_Datos de anotación de ubicación de objetos_:
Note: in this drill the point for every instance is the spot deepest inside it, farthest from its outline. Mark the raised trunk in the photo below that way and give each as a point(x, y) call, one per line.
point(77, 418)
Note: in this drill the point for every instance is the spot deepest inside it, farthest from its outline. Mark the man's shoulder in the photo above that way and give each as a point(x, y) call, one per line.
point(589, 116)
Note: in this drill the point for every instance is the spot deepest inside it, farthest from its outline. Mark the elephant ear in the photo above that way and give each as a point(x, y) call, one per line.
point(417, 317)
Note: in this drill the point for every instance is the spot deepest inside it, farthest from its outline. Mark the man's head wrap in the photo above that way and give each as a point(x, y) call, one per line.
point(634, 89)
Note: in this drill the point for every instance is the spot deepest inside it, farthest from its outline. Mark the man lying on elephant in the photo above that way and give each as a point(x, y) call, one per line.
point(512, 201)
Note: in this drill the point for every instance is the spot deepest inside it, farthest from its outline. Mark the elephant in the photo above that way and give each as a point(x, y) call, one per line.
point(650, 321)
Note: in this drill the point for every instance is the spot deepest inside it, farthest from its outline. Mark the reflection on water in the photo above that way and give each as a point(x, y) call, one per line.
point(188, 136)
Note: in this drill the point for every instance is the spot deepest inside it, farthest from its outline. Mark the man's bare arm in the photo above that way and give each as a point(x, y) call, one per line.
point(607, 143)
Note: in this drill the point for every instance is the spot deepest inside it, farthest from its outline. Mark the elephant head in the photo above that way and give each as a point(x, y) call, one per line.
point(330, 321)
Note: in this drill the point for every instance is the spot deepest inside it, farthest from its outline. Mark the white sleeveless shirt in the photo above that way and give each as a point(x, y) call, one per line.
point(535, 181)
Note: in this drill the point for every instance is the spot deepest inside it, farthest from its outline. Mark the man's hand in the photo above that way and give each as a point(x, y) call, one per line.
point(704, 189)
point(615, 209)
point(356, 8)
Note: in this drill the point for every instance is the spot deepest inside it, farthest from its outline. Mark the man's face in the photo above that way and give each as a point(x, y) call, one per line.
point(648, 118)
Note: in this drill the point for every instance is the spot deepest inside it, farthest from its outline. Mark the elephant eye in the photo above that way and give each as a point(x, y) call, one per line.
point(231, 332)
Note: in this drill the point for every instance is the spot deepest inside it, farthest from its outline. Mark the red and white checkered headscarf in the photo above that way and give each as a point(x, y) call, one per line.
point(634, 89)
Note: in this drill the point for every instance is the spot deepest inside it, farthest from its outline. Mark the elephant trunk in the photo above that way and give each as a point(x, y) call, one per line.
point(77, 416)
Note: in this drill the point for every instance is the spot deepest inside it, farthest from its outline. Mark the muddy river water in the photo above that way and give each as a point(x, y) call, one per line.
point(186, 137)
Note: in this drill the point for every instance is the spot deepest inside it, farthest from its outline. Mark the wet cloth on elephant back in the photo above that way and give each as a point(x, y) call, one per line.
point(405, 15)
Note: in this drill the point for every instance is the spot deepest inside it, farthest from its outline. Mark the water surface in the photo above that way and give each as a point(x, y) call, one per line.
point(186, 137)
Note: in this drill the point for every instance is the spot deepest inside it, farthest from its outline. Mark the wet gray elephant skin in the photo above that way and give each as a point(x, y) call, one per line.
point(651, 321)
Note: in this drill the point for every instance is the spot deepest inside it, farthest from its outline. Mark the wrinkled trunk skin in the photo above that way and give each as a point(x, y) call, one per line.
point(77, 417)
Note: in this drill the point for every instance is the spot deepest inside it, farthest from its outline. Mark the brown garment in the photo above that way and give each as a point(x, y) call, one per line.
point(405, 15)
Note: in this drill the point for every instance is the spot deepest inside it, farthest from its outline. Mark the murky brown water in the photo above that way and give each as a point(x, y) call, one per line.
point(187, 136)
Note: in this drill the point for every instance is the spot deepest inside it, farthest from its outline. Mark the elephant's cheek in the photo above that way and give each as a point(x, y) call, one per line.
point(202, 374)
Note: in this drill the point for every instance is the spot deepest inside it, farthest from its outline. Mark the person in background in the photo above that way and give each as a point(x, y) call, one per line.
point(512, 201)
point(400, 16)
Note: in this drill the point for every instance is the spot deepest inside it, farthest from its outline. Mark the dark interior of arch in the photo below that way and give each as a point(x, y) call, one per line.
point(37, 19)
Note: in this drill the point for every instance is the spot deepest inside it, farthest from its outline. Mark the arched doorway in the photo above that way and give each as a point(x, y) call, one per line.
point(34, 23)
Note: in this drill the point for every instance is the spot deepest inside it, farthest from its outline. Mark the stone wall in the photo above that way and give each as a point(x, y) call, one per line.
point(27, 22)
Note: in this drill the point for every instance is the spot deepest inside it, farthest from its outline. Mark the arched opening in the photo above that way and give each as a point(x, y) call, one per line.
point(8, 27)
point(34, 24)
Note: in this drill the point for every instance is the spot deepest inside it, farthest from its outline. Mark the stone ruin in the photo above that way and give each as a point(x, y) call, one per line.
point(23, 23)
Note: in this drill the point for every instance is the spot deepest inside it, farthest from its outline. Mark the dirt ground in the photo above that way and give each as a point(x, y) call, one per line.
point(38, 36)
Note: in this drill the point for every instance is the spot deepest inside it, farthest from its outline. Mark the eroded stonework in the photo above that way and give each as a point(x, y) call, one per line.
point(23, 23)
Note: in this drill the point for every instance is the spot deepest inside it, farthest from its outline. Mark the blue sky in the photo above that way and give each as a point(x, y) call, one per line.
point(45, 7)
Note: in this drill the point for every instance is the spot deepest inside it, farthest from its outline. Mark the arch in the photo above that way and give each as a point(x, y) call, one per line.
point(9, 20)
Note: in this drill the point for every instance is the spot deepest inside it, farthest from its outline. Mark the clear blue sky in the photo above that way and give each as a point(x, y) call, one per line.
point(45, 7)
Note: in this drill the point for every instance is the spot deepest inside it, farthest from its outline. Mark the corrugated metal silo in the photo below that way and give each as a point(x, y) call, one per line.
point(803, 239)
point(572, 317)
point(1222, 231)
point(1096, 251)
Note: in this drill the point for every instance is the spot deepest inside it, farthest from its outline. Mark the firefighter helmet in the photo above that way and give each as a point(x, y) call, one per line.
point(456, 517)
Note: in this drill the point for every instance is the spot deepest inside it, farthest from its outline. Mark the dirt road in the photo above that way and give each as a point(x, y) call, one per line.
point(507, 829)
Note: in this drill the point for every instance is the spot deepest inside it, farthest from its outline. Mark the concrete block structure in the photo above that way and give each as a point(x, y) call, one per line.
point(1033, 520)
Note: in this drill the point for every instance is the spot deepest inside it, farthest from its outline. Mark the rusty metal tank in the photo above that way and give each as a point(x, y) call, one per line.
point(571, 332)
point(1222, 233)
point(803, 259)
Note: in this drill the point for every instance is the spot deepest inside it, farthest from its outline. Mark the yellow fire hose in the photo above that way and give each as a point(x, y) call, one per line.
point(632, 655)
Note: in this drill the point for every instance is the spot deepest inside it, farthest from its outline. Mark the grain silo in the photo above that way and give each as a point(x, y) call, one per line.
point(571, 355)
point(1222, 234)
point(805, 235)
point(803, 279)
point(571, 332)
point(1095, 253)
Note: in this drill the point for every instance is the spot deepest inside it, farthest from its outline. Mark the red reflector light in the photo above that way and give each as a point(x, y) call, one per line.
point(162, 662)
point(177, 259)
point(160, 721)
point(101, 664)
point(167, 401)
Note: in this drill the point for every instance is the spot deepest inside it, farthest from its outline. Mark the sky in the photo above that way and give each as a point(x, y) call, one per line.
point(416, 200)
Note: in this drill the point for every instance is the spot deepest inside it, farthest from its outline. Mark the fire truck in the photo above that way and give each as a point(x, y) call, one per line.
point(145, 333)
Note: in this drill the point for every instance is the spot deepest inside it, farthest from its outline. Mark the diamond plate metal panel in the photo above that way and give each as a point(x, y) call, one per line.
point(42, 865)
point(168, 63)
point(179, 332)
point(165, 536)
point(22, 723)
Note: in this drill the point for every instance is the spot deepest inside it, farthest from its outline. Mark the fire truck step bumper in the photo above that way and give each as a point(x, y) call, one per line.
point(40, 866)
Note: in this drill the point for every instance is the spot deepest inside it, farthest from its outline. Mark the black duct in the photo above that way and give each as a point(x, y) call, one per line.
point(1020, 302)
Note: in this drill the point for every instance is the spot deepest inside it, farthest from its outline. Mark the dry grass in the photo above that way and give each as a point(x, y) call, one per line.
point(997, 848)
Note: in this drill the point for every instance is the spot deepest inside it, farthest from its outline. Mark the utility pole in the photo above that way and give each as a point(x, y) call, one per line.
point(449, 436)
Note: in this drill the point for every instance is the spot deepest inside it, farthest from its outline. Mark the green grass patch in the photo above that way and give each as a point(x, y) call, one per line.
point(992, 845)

_Instrucciones y requisitos_: Por favor, reescribe el listado desde el principio hasta la línea que contiene "point(77, 418)", ambas incluidas, cambiando "raised trunk" por "curled trunk" y sin tocar nada más.

_Salida correcta_:
Note: in this drill the point for every instance is the spot deepest inside it, farthest from its outline. Mark the curled trunk in the photo below that way and give each as a point(x, y) call, one per line.
point(77, 418)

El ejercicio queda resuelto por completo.